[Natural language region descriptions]
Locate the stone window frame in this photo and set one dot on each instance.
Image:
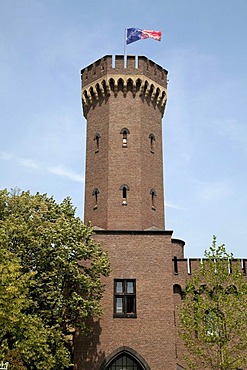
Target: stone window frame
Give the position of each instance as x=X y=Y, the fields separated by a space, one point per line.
x=97 y=136
x=124 y=132
x=128 y=299
x=152 y=140
x=153 y=195
x=95 y=195
x=124 y=188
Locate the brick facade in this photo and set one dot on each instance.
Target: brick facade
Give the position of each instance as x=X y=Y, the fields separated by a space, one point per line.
x=115 y=98
x=124 y=102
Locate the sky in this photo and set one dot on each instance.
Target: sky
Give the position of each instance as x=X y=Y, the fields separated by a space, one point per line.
x=43 y=46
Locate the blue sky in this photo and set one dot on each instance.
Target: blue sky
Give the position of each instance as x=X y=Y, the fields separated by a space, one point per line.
x=43 y=46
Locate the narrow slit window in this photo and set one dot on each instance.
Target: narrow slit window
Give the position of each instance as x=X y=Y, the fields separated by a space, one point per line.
x=151 y=142
x=97 y=139
x=124 y=298
x=153 y=196
x=95 y=195
x=124 y=188
x=124 y=132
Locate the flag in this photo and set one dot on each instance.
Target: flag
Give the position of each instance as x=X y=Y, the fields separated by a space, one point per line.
x=135 y=34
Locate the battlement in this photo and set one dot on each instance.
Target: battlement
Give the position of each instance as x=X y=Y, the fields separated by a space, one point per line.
x=137 y=75
x=187 y=266
x=118 y=65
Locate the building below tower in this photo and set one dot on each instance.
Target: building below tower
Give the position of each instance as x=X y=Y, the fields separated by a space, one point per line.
x=123 y=102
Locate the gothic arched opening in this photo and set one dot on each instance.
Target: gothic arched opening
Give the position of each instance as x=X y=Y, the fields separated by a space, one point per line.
x=124 y=358
x=124 y=362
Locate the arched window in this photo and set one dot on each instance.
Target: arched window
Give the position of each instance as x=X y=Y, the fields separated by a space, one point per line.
x=124 y=358
x=124 y=188
x=95 y=195
x=153 y=195
x=124 y=362
x=124 y=132
x=152 y=140
x=97 y=136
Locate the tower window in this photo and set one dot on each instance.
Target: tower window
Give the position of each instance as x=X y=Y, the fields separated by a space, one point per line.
x=95 y=195
x=153 y=195
x=152 y=140
x=124 y=188
x=124 y=298
x=124 y=132
x=96 y=138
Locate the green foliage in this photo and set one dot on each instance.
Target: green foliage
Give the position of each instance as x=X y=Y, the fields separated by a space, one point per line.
x=50 y=270
x=213 y=313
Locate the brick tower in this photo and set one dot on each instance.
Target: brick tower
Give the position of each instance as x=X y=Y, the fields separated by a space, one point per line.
x=124 y=200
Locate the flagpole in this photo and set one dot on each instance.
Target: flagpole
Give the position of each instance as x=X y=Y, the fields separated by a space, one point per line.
x=125 y=32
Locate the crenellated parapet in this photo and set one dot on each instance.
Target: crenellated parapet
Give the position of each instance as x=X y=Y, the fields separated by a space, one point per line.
x=107 y=77
x=188 y=266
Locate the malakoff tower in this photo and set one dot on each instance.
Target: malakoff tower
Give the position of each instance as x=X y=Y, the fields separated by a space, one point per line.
x=123 y=103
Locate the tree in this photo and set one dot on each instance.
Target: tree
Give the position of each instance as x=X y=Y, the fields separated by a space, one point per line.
x=213 y=313
x=52 y=269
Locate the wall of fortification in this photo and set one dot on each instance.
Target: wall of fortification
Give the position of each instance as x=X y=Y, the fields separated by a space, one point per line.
x=183 y=268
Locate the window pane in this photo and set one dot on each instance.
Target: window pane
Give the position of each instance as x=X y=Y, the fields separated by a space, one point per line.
x=130 y=305
x=119 y=287
x=119 y=305
x=130 y=287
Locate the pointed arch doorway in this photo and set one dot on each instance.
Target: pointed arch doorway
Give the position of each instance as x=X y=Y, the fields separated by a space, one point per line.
x=125 y=358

Directions for this task: Once you find the line with "Locate the blue" above, print it and every line after it up to and including the line with "Locate the gothic", exactly as written and nothing else.

Solution to the exercise:
Locate the blue sky in this photo and set one dot on each instance.
Target: blue sky
Give the position of each instance as x=X y=Y, the fields separated by a space, one point per line.
x=43 y=46
Locate the narrow slit window in this photo and set one dot on each instance.
Target: narrow slit window
Give the position of each instance as x=X y=Y, the fields separated by a space, one point per line.
x=151 y=142
x=97 y=139
x=124 y=298
x=153 y=196
x=95 y=195
x=124 y=188
x=124 y=132
Locate the flag in this photo and set one dot on each instance.
Target: flag
Give the position of each instance as x=X y=Y, the fields separated by a space, one point per line.
x=135 y=34
Locate the battlement in this photo and set one dot on each instance.
Target: battlement
Give the position of each instance as x=X y=Y, the fields separated by a space, one point per line.
x=137 y=75
x=187 y=266
x=118 y=65
Locate the building below tower in this photo and set one dot on each instance.
Target: building below tower
Give the position of each instance as x=X y=Y, the fields separated by a space, one point per line.
x=123 y=102
Locate the gothic arched opening in this photo and set one dot on each instance.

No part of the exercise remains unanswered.